* [YOUR TASK]
Render the lines below as a Markdown table with two columns, Row for the row number and Line for the line itself, leaving out any blank lines.

* [STORED RECORDS]
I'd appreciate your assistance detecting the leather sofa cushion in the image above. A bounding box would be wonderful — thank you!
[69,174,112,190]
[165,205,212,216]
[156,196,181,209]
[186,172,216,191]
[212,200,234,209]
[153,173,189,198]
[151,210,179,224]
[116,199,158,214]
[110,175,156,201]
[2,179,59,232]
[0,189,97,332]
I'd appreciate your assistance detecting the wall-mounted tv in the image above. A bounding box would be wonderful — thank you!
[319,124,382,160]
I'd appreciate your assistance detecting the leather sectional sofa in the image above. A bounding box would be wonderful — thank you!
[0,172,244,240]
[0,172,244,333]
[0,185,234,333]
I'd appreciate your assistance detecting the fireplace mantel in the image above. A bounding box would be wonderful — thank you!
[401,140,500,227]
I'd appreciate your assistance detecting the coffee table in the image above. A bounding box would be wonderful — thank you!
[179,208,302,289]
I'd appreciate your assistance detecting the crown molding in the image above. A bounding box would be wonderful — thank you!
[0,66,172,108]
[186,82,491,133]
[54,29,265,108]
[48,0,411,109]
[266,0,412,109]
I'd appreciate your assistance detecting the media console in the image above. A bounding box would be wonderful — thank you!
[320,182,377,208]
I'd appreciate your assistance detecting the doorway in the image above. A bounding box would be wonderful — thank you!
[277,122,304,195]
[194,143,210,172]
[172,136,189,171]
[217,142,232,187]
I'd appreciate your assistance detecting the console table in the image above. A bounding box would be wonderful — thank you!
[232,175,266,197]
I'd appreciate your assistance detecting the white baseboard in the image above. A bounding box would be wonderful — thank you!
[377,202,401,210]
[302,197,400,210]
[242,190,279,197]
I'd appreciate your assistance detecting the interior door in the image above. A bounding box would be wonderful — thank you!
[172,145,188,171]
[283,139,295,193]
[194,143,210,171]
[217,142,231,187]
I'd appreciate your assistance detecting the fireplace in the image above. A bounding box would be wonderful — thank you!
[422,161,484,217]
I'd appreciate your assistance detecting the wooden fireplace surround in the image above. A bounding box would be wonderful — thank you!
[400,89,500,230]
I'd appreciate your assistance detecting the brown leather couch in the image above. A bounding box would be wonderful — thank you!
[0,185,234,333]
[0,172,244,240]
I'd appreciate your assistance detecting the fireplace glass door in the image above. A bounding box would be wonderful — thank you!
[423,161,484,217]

* [EXPECTED ANSWER]
| Row | Line |
|---|---|
| 1 | I'd appreciate your assistance detecting the leather sofa cushion in the image above. A bounding box would be wonderful — thank you! |
| 2 | [69,174,112,190] |
| 3 | [165,205,212,216] |
| 4 | [156,196,181,209] |
| 5 | [186,172,216,191] |
| 6 | [212,200,234,209] |
| 7 | [153,173,189,198] |
| 8 | [151,210,179,224] |
| 9 | [116,199,158,214] |
| 10 | [110,175,156,201] |
| 11 | [2,179,59,232] |
| 12 | [0,189,97,332] |
| 13 | I'd appreciate your assistance detecting the wall-mounted tv in the image above. A bounding box would be wonderful — thank you! |
| 14 | [319,124,382,160] |
| 15 | I'd appreciate your assistance detecting the leather sectional sofa in the image above. A bounding box would be wonderful — thank you! |
| 16 | [0,172,244,240] |
| 17 | [0,172,244,333] |
| 18 | [0,185,234,333] |
| 19 | I'd appreciate your assistance detecting the fireplace mantel in the image above. A bounding box would be wonderful — thank you! |
| 20 | [401,140,500,227] |
| 21 | I'd appreciate your assistance detecting the coffee table in the image above. A bounding box would be wonderful — thank you! |
| 22 | [179,208,302,289] |
| 23 | I'd appreciate your assistance detecting the crown molding in the image above. A bounding box would be wonderful — thank you! |
| 24 | [0,66,172,108] |
| 25 | [186,82,491,133] |
| 26 | [54,29,265,108] |
| 27 | [48,0,411,109] |
| 28 | [266,0,412,109] |
| 29 | I'd appreciate your assistance detecting the media console in the image above. A bounding box would be wonderful — thank you! |
| 30 | [320,182,377,208] |
| 31 | I'd appreciate your assistance detecting the doorway in the image above. A bounding box would be wonderful — thank you! |
| 32 | [277,122,304,195] |
| 33 | [194,143,210,172] |
| 34 | [172,136,189,171] |
| 35 | [217,142,232,187] |
| 36 | I'd appreciate your assistance detecting the console table in the image above. A bounding box would be wonderful — thank you! |
| 37 | [232,175,266,197] |
| 38 | I'd appreciate your assistance detecting the white baseboard in the image above. A bounding box would be wonderful — thank you! |
| 39 | [377,202,401,210] |
| 40 | [302,197,400,210] |
| 41 | [242,190,279,197] |
| 42 | I'd appreciate your assistance detecting the interior door in the image above. A bounding box would be wonderful — thank you! |
| 43 | [172,145,188,171] |
| 44 | [283,139,295,193] |
| 45 | [194,143,210,171] |
| 46 | [217,142,231,187] |
| 47 | I'd appreciate your assistance detecting the fireplace in the image above. A bounding box would be wonderful — thank you! |
| 48 | [422,161,484,217] |
| 49 | I'd appreciate your assistance detecting the wooden fireplace surround in the image above. A bounding box would be wonderful — thank you! |
| 50 | [400,89,500,230] |
| 51 | I'd appreciate your assistance detecting the brown leather couch in the image above. A bounding box would be wonderful — thank you! |
| 52 | [0,185,234,333] |
| 53 | [0,172,244,240] |
| 54 | I'd appreciate your assistance detecting the fireplace glass door in the image above. A bounding box would be wonderful — thank you! |
| 55 | [423,161,484,217] |